文書抜粋:
******

猫がグッタリとして体全体で呼吸をしている。寝るときに横にならなくなった。このような状況のときに疑われる病気があります。
それは膿胸(のうきょう)という病気です。
膿胸とは?
「膿」という字は「うみ」のことですね。膿胸(のうきょう)とは、文字通り膿が胸に溜まってしまう病気です。
人間にしても猫にしても胸には胸郭(きょうかく)という樽のような部分があります。胸郭の中に肺や心臓が収まっているわけですね。
肺は2つの膜で覆われています。その2つの膜の間を胸腔(きょうくう)と言います。胸腔には少量のリンパ液が溜まっています。これは胸水(きょうすい)と呼ばれていて、肺が胸郭の壁にこすれて傷つかないように、潤滑油のような役目を果たしています。
胸膜に炎症が起きると胸腔内の胸水が増えて、膿のように溜まってしまうんですね。これが膿胸です。
症状は?
最初のうちは、発熱や食欲・元気の低下といった症状が見られます。ただしこれらの症状は気づきにくく、見過ごしてしまうことが多いんですね。
しかし胸腔内に溜まる膿が多くなってくると、息が荒くなり呼吸困難に陥ってしまいます。横になると胸腔内が膿により圧迫され、痛みや苦しさが増すため、横にならずうずくまり、胸部を圧迫しないような姿勢をとります。可哀想ですよね。

******

表示行一覧:
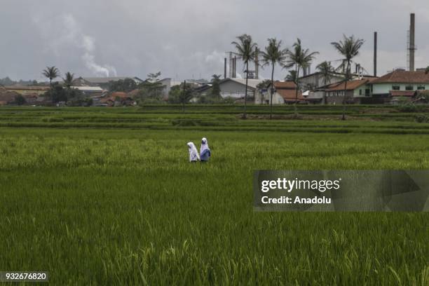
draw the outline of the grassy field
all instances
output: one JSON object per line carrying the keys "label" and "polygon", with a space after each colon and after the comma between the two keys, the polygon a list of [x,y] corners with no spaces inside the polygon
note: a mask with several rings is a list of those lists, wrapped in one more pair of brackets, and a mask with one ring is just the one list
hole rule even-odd
{"label": "grassy field", "polygon": [[[353,108],[345,122],[340,107],[274,121],[256,107],[247,121],[236,107],[0,109],[0,270],[53,285],[425,286],[427,213],[253,212],[254,170],[429,168],[429,124]],[[190,164],[202,137],[212,161]]]}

******

取り組む課題:
- A) 猫の膿胸についての文章によると、胸腔に溜まっている胸水はどのような役目を果たしていますか。
- B) 猫の膿胸についての文章を、最後の文の後から書き継ぎなさい。

各問の解答:
- A) 肺が胸郭の壁にこすれて傷つかないように、潤滑油のような役目を果たしています。

- B)
咳や脱水、チアノーゼなどが起こることもあります。一刻も早く動物病院に連れていかなければならない状況です。
原因は?
膿胸の原因はさまざまです。
- 事故や猫同士のケンカなどによるケガが引き金になるケース
- とがったものなどの異物誤食
- 肺炎など呼吸器の病気により胸膜に細菌が感染
いずれにしても猫の命に関わってしまいます。すみやかに病院に連れていってあげてくださいね。
治療方法
病院では胸腔内からできるだけ膿を抜き取ることと、酸素吸入などで呼吸状態を改善する治療が行われます。
猫の状態が安定しているなら、ドレーンと呼ばれるチューブを通して胸腔内に溜まる膿を排泄して洗浄します。
その他にも原因となっている細菌に対しての抗生剤の投与や、輸液、食事療法などさまざまな治療が行われます。
高い治療費
ある飼い主の方の例です。
一番最初の処置は、血液検査・レントゲン・ウイルス検査・胸水を抜く処置・抗生剤注射などで合計8万円。
抗生剤の注射は1回1万円とちょっと。1週間の薬代は薬5千円。治療が長期に及んでしまい注射はかれこれ25回くらい、薬も毎日続けています。
こんな感じで現在まで約50万円の治療費がかかってしまい、飼い主の方も凄く困っておられます。
いかがでしょうか?
動物病院の治療費は、人間のように3割負担という訳にはいきません。飼い主の全額自己負担になってしまいます。
私はこんな状況に少しでも備えておきたいと思って、初めての病気なら治療費の8割を補償してもらえるペット保険に入っています。